• **Task prompt**
Determine how many lines in the entries below contain the string "license", treating uppercase and lowercase as different, and give only that number.

================================

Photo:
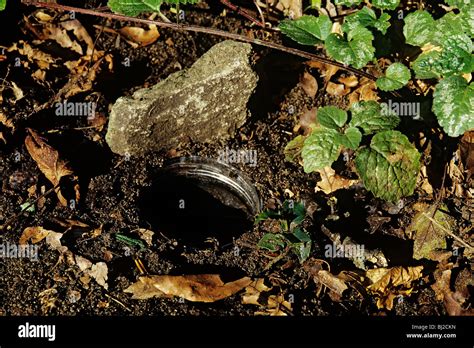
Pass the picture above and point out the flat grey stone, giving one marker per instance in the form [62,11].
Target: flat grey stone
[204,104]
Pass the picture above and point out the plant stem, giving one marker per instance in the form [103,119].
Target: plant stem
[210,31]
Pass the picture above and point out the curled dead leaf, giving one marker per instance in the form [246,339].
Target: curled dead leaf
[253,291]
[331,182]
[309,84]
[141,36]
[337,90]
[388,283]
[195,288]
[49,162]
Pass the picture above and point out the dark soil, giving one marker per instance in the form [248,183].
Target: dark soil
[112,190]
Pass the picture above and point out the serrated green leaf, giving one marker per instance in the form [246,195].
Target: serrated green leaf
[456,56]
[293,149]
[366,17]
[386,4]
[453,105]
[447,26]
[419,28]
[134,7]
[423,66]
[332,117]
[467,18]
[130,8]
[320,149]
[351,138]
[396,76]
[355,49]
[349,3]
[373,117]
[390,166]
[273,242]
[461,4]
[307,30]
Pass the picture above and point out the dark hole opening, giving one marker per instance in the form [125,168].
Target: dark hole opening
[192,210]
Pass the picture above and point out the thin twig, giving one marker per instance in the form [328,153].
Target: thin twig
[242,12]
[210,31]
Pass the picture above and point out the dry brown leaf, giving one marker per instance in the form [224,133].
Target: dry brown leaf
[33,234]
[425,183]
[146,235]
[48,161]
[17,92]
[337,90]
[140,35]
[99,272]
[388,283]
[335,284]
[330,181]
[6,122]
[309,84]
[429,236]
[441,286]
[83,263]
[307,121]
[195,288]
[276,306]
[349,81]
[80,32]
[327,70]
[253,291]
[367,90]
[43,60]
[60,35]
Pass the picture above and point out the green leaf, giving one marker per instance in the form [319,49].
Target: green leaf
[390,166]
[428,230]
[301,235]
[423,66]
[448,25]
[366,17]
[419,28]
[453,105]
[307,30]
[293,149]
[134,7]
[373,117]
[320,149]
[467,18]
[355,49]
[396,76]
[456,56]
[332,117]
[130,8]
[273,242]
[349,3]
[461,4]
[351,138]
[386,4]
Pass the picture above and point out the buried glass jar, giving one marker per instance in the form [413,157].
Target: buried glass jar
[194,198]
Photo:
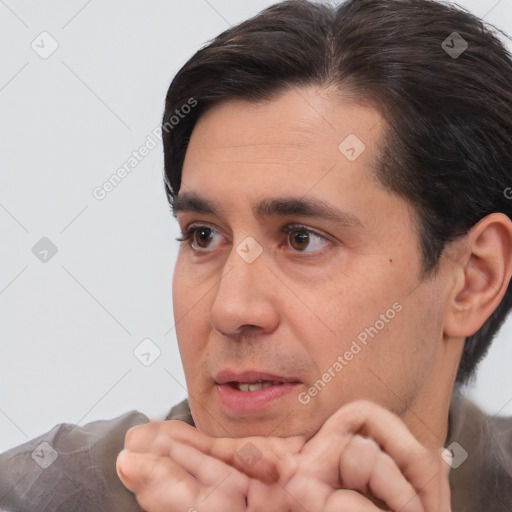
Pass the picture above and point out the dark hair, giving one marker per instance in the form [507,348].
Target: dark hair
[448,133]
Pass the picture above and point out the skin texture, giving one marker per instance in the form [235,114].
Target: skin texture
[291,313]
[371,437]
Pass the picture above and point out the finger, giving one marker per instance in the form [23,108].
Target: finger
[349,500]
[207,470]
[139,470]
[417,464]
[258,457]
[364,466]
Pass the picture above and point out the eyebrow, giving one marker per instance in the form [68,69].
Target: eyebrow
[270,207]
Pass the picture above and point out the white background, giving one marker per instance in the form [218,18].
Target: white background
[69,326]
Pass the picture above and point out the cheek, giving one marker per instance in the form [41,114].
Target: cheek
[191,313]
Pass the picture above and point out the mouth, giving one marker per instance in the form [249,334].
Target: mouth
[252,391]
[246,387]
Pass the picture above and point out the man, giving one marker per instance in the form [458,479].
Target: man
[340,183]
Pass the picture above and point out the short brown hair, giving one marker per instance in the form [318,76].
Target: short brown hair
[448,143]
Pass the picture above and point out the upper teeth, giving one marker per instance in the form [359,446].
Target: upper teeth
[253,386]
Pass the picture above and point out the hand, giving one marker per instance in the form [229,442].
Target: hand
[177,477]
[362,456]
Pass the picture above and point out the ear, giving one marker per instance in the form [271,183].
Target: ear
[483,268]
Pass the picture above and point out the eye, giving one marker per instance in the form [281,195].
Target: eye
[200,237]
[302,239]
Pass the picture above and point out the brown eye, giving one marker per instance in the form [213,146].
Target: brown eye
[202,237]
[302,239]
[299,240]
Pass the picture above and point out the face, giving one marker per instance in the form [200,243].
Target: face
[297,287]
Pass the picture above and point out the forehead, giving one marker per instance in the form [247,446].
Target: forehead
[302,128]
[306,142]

================================

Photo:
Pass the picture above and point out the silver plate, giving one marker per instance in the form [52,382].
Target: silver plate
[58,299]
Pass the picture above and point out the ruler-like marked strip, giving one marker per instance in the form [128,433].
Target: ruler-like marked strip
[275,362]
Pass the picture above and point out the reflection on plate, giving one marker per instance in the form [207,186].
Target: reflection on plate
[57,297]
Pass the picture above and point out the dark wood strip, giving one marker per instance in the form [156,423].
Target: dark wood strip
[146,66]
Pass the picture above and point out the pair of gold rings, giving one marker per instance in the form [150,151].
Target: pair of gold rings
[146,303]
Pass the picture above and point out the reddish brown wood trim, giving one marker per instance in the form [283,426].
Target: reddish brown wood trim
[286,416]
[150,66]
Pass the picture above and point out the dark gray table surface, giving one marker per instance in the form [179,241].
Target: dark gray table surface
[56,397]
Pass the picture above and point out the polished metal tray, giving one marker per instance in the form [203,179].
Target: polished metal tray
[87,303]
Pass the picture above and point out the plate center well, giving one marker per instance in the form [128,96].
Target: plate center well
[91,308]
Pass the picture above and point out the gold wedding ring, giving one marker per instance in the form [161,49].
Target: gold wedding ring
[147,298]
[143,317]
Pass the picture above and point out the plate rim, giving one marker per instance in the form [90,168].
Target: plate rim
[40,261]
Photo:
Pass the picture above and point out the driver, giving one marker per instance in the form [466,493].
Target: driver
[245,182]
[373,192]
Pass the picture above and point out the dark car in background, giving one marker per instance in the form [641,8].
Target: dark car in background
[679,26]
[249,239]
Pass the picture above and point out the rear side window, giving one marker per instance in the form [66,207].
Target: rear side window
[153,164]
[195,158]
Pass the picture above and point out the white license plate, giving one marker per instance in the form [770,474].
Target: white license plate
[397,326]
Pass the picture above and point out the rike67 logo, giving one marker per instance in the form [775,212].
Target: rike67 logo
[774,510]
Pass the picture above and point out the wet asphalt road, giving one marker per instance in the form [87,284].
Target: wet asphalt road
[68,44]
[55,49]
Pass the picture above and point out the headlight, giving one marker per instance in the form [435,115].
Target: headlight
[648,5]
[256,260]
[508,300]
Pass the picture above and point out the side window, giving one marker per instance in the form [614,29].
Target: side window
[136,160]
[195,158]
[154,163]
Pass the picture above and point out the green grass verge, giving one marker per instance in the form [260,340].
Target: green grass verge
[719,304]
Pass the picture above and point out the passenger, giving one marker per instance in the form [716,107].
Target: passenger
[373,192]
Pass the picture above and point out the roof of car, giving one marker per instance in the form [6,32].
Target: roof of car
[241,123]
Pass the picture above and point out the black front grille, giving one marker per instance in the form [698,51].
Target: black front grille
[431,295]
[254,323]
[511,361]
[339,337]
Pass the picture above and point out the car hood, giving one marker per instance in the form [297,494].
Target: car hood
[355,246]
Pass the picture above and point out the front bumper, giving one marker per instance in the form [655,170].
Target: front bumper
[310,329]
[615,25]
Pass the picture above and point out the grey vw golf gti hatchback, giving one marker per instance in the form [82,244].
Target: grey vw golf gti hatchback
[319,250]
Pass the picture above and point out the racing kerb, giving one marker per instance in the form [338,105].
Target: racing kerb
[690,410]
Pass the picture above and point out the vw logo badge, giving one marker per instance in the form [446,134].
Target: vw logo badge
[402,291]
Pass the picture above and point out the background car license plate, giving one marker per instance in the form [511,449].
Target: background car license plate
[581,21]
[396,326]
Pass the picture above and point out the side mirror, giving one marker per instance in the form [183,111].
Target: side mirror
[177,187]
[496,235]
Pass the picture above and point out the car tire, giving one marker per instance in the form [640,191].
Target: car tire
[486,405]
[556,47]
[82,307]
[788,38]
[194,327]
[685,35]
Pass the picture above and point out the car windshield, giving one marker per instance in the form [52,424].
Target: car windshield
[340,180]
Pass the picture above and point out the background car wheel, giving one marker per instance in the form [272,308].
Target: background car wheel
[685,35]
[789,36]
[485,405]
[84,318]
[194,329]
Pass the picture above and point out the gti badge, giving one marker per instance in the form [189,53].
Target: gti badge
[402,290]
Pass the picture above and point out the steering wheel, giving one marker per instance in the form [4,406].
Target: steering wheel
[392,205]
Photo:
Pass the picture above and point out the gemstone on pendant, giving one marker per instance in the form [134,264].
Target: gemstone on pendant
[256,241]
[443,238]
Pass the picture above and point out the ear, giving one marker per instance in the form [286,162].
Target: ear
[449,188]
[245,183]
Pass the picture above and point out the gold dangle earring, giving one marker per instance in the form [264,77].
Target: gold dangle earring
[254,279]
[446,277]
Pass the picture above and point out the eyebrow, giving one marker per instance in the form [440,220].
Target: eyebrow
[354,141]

================================

• **Complete output**
4